■ WHAT IS BEING ASKED ■
In the forum post about the algae-covered rocks, reproduce the passage between "Yikes, I've got" and "in full force.", inclusive, swapping every "hair algae" for "thread algae".

■ EXTRACT PROVIDED ■

# Green Hair Algae "Gerbil" Rocks



## Kayakbabe (Sep 4, 2005)

Yikes, I've got a new problem in my tank.. here's a pic. My husband thinks the hair algae on the rocks makes them look like long haired green gerbils. I *sarcasm* didn't think that was too funny. :icon_conf 
It's weird how the hair algae isn't growing on the substrate.. and just on the rocks, wood, and plants. I've had a little bit of it in the tank on the rocks (smooth and rough black granite) since the beginning. There never was much increase it it, I thought it was kinda pretty and the shrimp seems to like it... , then about a week ago... things changed. Hair started appearing on the wood and thinner leaved plants, then moved to the broad leaved plants. I came home yesterday and the back of the tank looked like a bad bright green shag carpet from the 70's, and the gerbils appeared in full force.

I did some water tests before I cleaned the tank last night... PO4 was zero, nitrates = 0, nitrites =0, ph 6.73, temp 79.6, gH =8, kH=8.

I've never had a PO4 of zero before.. I"M guessing the algae sucked it up?
It's usually around .5... and that's what it is out of my tap ..

■ LISTED ENTRIES ■
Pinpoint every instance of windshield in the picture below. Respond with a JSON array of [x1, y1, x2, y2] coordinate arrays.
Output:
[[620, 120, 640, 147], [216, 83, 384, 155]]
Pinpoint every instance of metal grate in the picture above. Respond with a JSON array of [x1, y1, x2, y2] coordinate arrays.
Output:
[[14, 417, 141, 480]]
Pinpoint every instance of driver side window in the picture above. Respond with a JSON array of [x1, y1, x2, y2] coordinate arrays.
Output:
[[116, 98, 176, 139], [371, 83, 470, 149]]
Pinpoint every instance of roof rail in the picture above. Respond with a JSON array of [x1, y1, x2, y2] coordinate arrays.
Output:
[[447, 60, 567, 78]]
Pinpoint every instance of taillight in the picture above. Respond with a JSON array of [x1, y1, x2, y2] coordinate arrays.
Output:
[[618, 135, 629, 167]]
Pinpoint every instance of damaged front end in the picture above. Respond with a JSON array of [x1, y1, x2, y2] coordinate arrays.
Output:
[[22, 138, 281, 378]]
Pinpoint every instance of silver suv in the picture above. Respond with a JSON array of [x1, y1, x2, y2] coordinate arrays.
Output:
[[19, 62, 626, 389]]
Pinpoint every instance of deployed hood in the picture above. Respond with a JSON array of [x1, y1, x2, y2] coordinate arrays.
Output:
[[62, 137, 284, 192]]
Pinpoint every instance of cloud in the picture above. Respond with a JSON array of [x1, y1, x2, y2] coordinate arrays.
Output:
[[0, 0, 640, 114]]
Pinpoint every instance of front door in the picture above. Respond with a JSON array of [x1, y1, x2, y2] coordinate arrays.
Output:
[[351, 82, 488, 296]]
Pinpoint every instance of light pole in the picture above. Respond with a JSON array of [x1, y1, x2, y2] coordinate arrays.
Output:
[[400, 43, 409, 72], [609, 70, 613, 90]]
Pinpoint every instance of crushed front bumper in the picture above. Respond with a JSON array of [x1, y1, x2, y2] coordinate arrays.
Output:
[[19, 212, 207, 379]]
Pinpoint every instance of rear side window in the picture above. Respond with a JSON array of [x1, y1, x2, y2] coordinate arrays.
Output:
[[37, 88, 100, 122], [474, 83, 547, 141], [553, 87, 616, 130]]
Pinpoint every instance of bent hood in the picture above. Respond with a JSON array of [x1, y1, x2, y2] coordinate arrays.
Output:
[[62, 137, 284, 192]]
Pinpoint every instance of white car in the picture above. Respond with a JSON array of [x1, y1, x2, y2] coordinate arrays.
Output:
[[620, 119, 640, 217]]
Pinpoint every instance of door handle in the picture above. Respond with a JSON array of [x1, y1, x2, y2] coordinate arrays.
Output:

■ RESPONSE TO THE EXERCISE ■
Yikes, I've got a new problem in my tank.. here's a pic. My husband thinks the thread algae on the rocks makes them look like long haired green gerbils. I *sarcasm* didn't think that was too funny. :icon_conf 
It's weird how the thread algae isn't growing on the substrate.. and just on the rocks, wood, and plants. I've had a little bit of it in the tank on the rocks (smooth and rough black granite) since the beginning. There never was much increase it it, I thought it was kinda pretty and the shrimp seems to like it... , then about a week ago... things changed. Hair started appearing on the wood and thinner leaved plants, then moved to the broad leaved plants. I came home yesterday and the back of the tank looked like a bad bright green shag carpet from the 70's, and the gerbils appeared in full force.